[BEGIN]

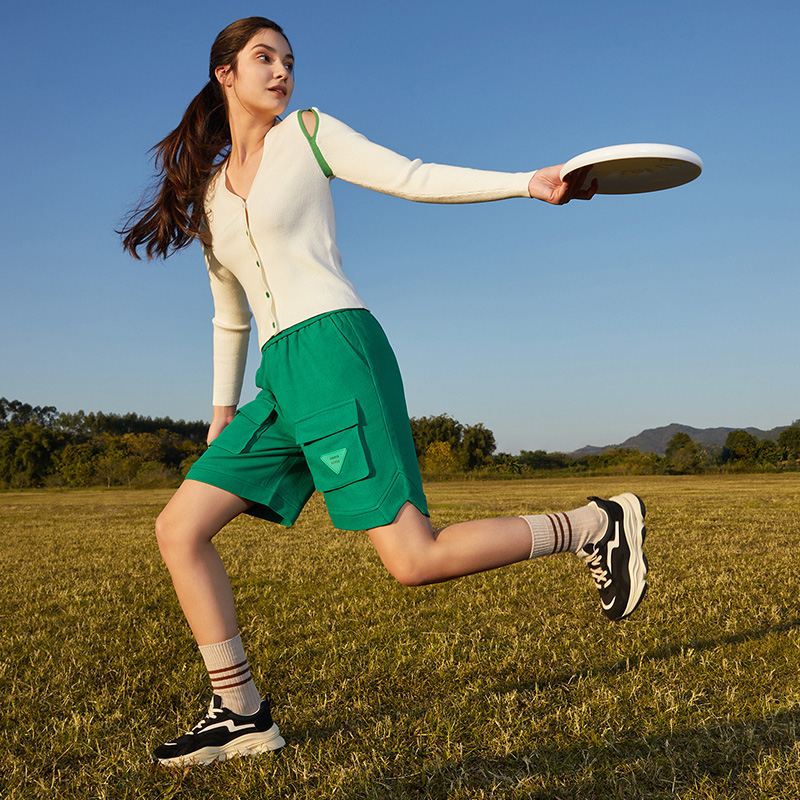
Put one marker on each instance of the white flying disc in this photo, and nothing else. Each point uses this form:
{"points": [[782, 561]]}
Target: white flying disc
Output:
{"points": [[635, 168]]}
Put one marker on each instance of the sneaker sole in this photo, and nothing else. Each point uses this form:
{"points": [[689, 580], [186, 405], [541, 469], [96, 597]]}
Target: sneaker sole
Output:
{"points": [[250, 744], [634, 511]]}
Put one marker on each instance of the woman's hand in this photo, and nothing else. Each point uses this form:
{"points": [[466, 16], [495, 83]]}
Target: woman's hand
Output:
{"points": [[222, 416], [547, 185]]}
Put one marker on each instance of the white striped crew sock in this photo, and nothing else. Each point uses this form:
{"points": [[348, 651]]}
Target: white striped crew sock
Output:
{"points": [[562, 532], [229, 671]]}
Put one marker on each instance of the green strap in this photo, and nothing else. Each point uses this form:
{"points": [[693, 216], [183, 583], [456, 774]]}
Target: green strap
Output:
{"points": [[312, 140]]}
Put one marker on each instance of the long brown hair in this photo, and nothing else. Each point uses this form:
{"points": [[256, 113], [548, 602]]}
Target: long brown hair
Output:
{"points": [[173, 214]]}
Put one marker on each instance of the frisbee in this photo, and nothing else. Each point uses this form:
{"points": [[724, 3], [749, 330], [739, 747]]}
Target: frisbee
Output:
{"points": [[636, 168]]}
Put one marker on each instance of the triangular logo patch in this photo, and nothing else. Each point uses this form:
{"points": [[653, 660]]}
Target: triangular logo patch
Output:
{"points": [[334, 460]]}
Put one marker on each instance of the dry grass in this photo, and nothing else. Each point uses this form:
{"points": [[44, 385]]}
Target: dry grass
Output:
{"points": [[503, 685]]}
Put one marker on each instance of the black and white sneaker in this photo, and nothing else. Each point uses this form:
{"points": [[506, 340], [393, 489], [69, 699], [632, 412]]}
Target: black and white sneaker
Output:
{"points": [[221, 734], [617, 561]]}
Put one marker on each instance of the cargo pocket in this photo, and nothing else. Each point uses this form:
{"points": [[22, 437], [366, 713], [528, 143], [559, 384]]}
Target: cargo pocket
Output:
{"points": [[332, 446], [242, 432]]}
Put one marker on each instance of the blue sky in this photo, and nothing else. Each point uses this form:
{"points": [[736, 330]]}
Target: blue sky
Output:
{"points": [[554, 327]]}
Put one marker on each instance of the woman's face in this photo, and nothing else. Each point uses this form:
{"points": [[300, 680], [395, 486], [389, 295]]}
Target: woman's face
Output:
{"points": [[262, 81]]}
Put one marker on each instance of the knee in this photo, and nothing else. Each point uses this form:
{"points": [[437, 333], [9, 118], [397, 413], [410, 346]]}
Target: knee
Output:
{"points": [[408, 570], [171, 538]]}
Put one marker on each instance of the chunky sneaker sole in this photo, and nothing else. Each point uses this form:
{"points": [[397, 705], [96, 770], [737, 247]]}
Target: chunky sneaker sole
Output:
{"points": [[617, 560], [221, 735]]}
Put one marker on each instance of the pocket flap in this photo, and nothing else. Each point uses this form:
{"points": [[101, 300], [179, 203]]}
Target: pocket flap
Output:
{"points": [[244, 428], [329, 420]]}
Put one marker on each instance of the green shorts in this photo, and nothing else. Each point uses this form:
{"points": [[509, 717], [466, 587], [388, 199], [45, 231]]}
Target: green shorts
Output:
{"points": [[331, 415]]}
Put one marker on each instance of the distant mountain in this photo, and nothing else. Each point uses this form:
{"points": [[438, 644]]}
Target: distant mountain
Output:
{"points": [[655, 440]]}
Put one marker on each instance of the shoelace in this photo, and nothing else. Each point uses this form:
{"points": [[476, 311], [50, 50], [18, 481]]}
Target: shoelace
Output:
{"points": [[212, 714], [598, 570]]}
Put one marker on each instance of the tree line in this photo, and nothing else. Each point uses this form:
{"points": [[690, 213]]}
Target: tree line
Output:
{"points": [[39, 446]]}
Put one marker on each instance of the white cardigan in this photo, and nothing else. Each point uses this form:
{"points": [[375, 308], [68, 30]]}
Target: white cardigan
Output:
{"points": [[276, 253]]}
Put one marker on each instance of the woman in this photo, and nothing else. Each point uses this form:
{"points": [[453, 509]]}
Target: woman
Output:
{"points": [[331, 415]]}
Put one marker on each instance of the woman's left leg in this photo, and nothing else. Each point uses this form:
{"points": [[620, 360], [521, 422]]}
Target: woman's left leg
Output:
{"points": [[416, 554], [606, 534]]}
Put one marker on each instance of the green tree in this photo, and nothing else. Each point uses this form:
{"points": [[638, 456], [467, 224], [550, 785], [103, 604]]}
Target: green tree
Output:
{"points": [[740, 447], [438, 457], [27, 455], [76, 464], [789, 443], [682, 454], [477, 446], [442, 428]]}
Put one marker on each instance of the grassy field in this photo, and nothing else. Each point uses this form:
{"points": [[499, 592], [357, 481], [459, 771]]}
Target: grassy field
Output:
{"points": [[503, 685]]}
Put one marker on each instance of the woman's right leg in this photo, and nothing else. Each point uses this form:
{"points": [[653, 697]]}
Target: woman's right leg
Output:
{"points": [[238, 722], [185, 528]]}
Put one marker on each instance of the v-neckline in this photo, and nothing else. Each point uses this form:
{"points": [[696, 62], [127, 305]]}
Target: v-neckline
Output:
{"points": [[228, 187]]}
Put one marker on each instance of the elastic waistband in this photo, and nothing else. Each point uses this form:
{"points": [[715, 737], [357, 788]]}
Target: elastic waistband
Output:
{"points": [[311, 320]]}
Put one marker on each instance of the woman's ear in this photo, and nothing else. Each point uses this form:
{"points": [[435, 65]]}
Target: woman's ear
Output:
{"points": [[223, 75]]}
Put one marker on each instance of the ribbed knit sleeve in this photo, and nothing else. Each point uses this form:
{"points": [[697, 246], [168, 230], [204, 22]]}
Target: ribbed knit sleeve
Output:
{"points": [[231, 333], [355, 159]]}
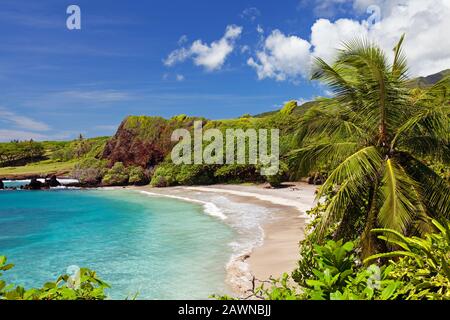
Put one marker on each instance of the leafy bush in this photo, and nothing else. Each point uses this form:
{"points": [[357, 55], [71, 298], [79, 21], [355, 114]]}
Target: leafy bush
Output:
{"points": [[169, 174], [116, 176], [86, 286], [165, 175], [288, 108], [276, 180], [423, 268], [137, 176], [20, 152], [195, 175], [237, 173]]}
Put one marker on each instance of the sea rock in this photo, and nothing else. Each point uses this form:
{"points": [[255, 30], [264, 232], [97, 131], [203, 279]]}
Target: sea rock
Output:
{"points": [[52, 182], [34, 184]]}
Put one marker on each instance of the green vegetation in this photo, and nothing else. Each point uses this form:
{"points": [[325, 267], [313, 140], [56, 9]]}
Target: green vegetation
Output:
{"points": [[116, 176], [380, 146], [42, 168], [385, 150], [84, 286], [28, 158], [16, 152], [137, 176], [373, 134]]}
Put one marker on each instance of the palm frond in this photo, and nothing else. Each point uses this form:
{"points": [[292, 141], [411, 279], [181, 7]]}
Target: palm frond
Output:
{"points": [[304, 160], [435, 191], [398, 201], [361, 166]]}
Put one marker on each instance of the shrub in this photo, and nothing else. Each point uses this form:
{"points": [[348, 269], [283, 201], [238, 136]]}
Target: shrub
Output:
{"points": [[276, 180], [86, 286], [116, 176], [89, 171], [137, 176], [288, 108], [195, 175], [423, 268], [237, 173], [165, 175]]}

[END]

Pictures are to be left out; all else in the entries above is to be quoted exactly.

Put one marker on each instance of the white flying disc in this photo, and nothing else. Each point uses this form:
{"points": [[782, 561]]}
Target: white flying disc
Output:
{"points": [[635, 168]]}
Put one marker on each instance of the sneaker sole in this photo, and nothing else. Each point uses this form:
{"points": [[689, 580], [186, 405], [541, 469], [96, 597]]}
Target: sneaker sole
Output:
{"points": [[250, 744], [634, 511]]}
Put one marker on each instance of the woman's hand in this photo, and nothing else. Each point uses this form:
{"points": [[466, 16], [495, 83]]}
Target: woman's hand
Output:
{"points": [[222, 416], [547, 185]]}
Put one marker on each instance of the white striped crew sock in this photo, and nothing else. Each point uses this form:
{"points": [[348, 651]]}
Target: white striped crew sock
Output:
{"points": [[562, 532], [229, 671]]}
Put one marker on each instance of the green strap in this photo, and nothing else. Each point uses this form:
{"points": [[693, 216], [183, 583], [456, 774]]}
Target: green strap
Output:
{"points": [[312, 140]]}
Put one marker on each instance of the long brown hair in this photo, and nothing else. Each point uses this form:
{"points": [[256, 113], [548, 602]]}
Target: long brown hair
Output:
{"points": [[173, 214]]}
Put one marker on each instance of the frisbee in this photo, and nothing else. Each point uses this form:
{"points": [[724, 3], [749, 330], [739, 747]]}
Target: frisbee
Output:
{"points": [[636, 168]]}
Put one marker on each instance of the triangular logo patch in this photo, and nothing else. Each point uses this form:
{"points": [[653, 660]]}
Target: triangular logo patch
Output:
{"points": [[334, 460]]}
Put one marker on each instance of the dry grass in this photo, and nothing else. Each point uses this form:
{"points": [[44, 385]]}
Target: dry grass
Output:
{"points": [[503, 685]]}
Put one marker on each instance of the black and white sneaker in this photo, and nothing else. Each point uses this form:
{"points": [[506, 340], [393, 489], [69, 699], [632, 412]]}
Target: black and white sneaker
Output:
{"points": [[221, 734], [617, 561]]}
Put one marker on each instance of the cargo pocket in this photo, and nothing else. Each point uses this form:
{"points": [[22, 437], [366, 713], [528, 143], [559, 384]]}
Target: cargo pocket
Output:
{"points": [[332, 446], [242, 432]]}
Put one marker on each instance of the blue sky in this photo, and nothing else. Each point uses this form:
{"points": [[736, 330]]}
Target: blue sky
Output:
{"points": [[554, 327]]}
Put one marker on each instance of the woman's face in this photo, and nothing else. Each point uses this form:
{"points": [[300, 680], [395, 486], [389, 295]]}
Target: woman's face
Output:
{"points": [[262, 81]]}
Put one marker on each instance of the knee in this photo, and nothing else. Each point uses this form:
{"points": [[437, 333], [9, 118], [397, 413], [410, 346]]}
Target: knee
Output:
{"points": [[408, 570], [171, 538]]}
Put one marker on each instance of the chunky sneaker sole in this photo, and nothing else. Each point uses this form:
{"points": [[397, 705], [96, 770], [737, 247]]}
Target: chunky sneaker sole
Output:
{"points": [[617, 560], [221, 735]]}
Put one marker on each instance of the pocket flap in this photo, and nothing else. Each point uses this form:
{"points": [[101, 300], [179, 203]]}
Target: pocket flap
Output:
{"points": [[244, 428], [329, 420]]}
Put one marker on each instance of the green shorts in this photo, and nothing else. Each point uses this form:
{"points": [[509, 717], [466, 587], [388, 199], [45, 231]]}
Target: green shorts
Output:
{"points": [[331, 415]]}
Put one marker on each instance of the distant mountain in this photo, and nothing else. Each point uses this form:
{"points": [[438, 644]]}
Target: distant mountain
Output:
{"points": [[655, 440]]}
Put one marker on each instance of the shoelace in this photo, and nothing else. Each point uses this form:
{"points": [[476, 311], [50, 50], [18, 481]]}
Target: shoelace
Output:
{"points": [[212, 714], [598, 570]]}
Put one marker on each instance of the tree line in this photo, and nothing else. Each point uses this form:
{"points": [[690, 213]]}
Target: tree line
Output:
{"points": [[39, 446]]}
Put one marker on each instance of the white cardigan in this photo, and nothing else. Each point uses this form:
{"points": [[375, 308], [68, 30]]}
Target: white cardigan
Output:
{"points": [[276, 253]]}
Put one marker on each instance of the woman in this photo, and nothing else. Each point uses this form:
{"points": [[453, 509]]}
Target: woman
Output:
{"points": [[331, 415]]}
Put one marker on each instance of the woman's left leg in this photo, and nothing else. Each point uses this form:
{"points": [[620, 360], [521, 422]]}
Target: woman's left leg
Output:
{"points": [[416, 554], [606, 534]]}
Put one marker on each instance of the green tree in this photo, and nothing else. Each point uses this form:
{"points": [[638, 456], [467, 224], [550, 785], [103, 604]]}
Target: green tree
Output:
{"points": [[740, 447], [438, 457], [27, 455], [76, 464], [789, 443], [682, 454], [477, 446], [442, 428]]}
Put one marker on each instance of the grassy field in this photo, and nothing else. Each point uses this form:
{"points": [[499, 592], [357, 481], [459, 771]]}
Target: grassy field
Output:
{"points": [[503, 685]]}
Put one marker on each instance of the woman's right leg in this photo, and nothing else. Each point uses this form:
{"points": [[653, 697]]}
Target: woman's right leg
Output:
{"points": [[238, 722], [185, 528]]}
Put one marker on each instance of the v-neckline in this photo, and nothing else. Each point uses this form:
{"points": [[696, 62], [127, 305]]}
Target: v-neckline
Output:
{"points": [[228, 187]]}
Put one marker on each instance of the elastic waistband in this photo, and nothing else. Each point uses this form:
{"points": [[715, 737], [357, 788]]}
Target: elastic waistband
Output:
{"points": [[311, 320]]}
Put one marker on each instance of the woman's ear in this photo, and nothing else. Each point uses this form:
{"points": [[435, 65]]}
Target: woman's ear
Output:
{"points": [[223, 75]]}
Put one marker on each instance of the ribbed knit sleeve in this photo, and nothing else. Each point uses this form:
{"points": [[697, 246], [168, 230], [204, 22]]}
Target: ribbed knit sleeve
Output:
{"points": [[231, 333], [355, 159]]}
Put one marker on each instance of the leafy bush in this photo, and nothing else. Each point uses this form:
{"points": [[357, 55], [71, 298], [79, 21], [355, 114]]}
Target: leafy bush
Output:
{"points": [[169, 174], [116, 176], [86, 286], [165, 175], [288, 108], [276, 180], [423, 268], [137, 176], [20, 152], [195, 175], [237, 173]]}
Put one marker on each instance of the sea rock in this photo, and nothing else. Each point uses this form:
{"points": [[255, 30], [264, 232], [97, 131], [203, 279]]}
Target: sea rock
Output:
{"points": [[52, 182], [34, 184]]}
Put one marker on each instance of the green vegetation in this photo, and nothing else. Each point uses this form:
{"points": [[325, 267], [313, 140], [56, 9]]}
Target: green vegetation
Output:
{"points": [[116, 176], [380, 146], [42, 168], [385, 150], [84, 286], [28, 158], [16, 152], [137, 176], [373, 134]]}
Put one marker on each instance of the palm frond in this photo, and nothing else. Each point uses this form:
{"points": [[292, 141], [411, 279], [181, 7]]}
Target: palm frond
Output:
{"points": [[304, 160], [435, 191], [398, 201], [361, 166]]}
Put one marker on each instance of the shrub in this photo, and nothing else. Each point uses this form:
{"points": [[348, 269], [283, 201], [238, 136]]}
Target: shrub
Output:
{"points": [[276, 180], [86, 286], [116, 176], [89, 171], [137, 176], [288, 108], [195, 175], [423, 268], [237, 173], [165, 175]]}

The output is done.